Extract every line of the listing below verbatim, in its original order, and leave out the picture.

____________

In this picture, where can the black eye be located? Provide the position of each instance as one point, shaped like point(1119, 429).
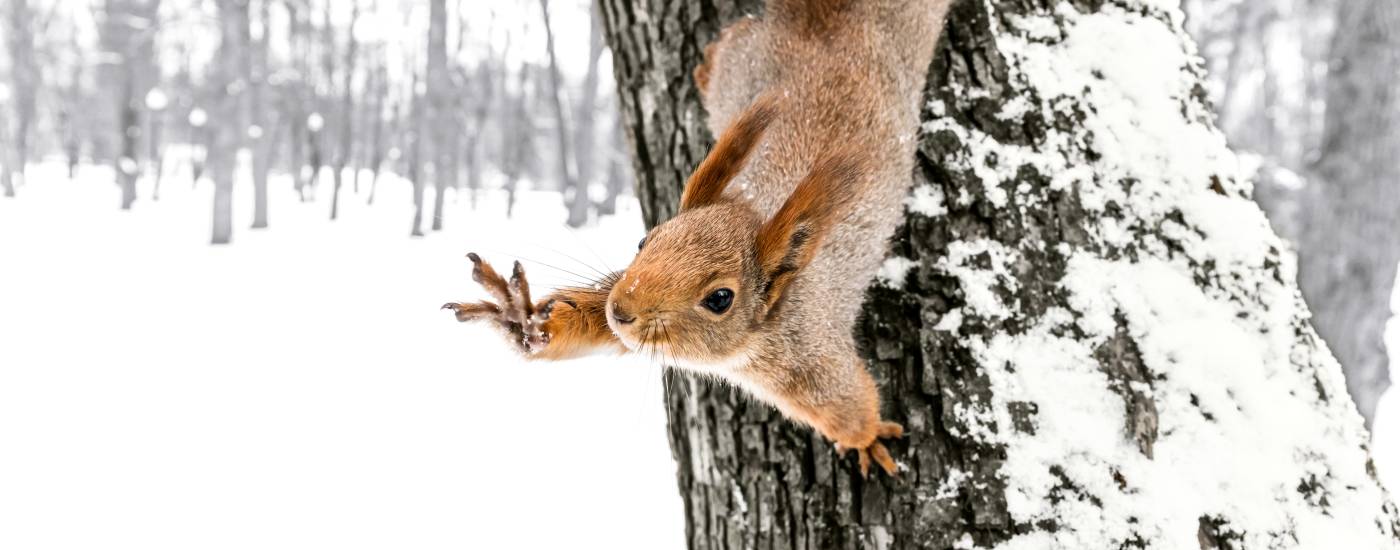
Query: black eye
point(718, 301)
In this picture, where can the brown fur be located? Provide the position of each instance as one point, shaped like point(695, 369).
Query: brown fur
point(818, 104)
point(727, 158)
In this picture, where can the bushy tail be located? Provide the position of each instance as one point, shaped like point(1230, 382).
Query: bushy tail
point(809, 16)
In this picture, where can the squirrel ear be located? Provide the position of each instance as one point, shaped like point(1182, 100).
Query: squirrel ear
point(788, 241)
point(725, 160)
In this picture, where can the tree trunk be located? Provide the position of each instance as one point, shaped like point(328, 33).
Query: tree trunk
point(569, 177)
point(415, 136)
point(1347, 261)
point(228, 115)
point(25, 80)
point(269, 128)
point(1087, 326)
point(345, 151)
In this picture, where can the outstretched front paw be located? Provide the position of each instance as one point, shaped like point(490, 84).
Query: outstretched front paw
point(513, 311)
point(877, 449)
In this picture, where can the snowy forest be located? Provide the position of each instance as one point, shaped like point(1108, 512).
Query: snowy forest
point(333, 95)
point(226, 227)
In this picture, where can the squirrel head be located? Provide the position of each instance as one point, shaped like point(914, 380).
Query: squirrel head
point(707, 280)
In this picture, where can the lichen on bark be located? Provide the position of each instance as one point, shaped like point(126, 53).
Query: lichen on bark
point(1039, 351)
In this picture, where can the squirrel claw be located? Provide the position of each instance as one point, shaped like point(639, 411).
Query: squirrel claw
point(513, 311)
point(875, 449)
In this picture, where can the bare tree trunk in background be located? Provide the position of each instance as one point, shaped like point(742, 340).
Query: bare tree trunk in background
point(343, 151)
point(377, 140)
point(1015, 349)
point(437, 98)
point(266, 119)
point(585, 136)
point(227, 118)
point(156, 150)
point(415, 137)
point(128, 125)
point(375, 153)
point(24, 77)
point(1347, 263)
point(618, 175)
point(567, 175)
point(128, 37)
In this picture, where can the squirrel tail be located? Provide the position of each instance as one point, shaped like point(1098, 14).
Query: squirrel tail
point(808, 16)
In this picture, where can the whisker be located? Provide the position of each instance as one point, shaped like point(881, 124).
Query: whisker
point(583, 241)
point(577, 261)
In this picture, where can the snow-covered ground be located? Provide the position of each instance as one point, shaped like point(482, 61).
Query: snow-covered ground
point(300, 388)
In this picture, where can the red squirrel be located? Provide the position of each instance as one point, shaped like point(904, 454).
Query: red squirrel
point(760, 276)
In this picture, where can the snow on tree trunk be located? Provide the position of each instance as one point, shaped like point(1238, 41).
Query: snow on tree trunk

____________

Exercise output.
In this picture, where can the black eye be located? Provide the position of each instance as one point, shaped like point(1119, 429).
Query: black eye
point(718, 301)
In this picture, where can the brown fur be located? Provide the position of each instance as one point, shaped like point(695, 369).
Query: brown fur
point(818, 104)
point(727, 158)
In this picture, where can the bushy tail be located? Provide the position of each instance as one point, shaped like point(1230, 382).
Query: bushy tail
point(809, 16)
In this picture, where can the squirrel ear be located? Provide the position of each instance as one point, shaped like point(1182, 100).
Query: squirrel ear
point(788, 241)
point(725, 160)
In this picture, where can the tree trunk be located? Provide the position of each instance as one point, shaped like point(328, 33).
Query: tree trunk
point(569, 177)
point(415, 136)
point(1347, 261)
point(228, 115)
point(25, 80)
point(269, 128)
point(1087, 326)
point(345, 151)
In this picture, where can the outstretched front paw be located? Provide the position of each instance as one point, shaped like point(490, 84).
Query: outstretched front paw
point(513, 311)
point(877, 449)
In this picture, where can the snowy forest be located? Provide the position of each instance as one point, shaped like point(1108, 512).
Query: snowy forest
point(333, 95)
point(226, 227)
In this picture, where can the squirrel head be located? Provide the position of each instance as one point, shaped like point(914, 380).
Query: squirrel head
point(707, 280)
In this picture, where can the lichen on bark be located? Provide the position of each instance as one point, shaped like point(126, 53).
Query: lichen on bark
point(1039, 351)
In this picture, where can the squirrel claw be located? Provide the position of each instance as one point, shaped like point(639, 411).
Query: squirrel claw
point(513, 311)
point(875, 449)
In this picture, where can the bare tree trunk in background be located? Provide the position of each instance as one point, shaped like point(742, 340).
Query: bare tree trunk in background
point(343, 151)
point(377, 140)
point(1015, 349)
point(437, 98)
point(266, 119)
point(585, 136)
point(227, 118)
point(156, 150)
point(415, 137)
point(128, 125)
point(375, 153)
point(24, 77)
point(1347, 263)
point(618, 175)
point(567, 175)
point(128, 37)
In this picture, where can the squirrel tail be located? Provide the position of each instance as one point, shaped like point(1098, 14).
Query: squirrel tail
point(808, 16)
In this picture, where can the whisker be located? Provide the position of each instance as one point, shaped like point(881, 124).
Query: whisker
point(583, 241)
point(577, 261)
In this picture, where can the snow-covered ground be located? Provide the position of each instance as one point, shaped like point(482, 61).
Query: snow-covered ground
point(300, 388)
In this picture, where can the red squirrel be located? Provide the position of each instance as one point, shaped like point(904, 454).
Query: red squirrel
point(760, 276)
In this picture, where can the snow on tree trunk be located? Provide the position of each instance as one point, shaped like point(1238, 41).
Query: snow on tree trunk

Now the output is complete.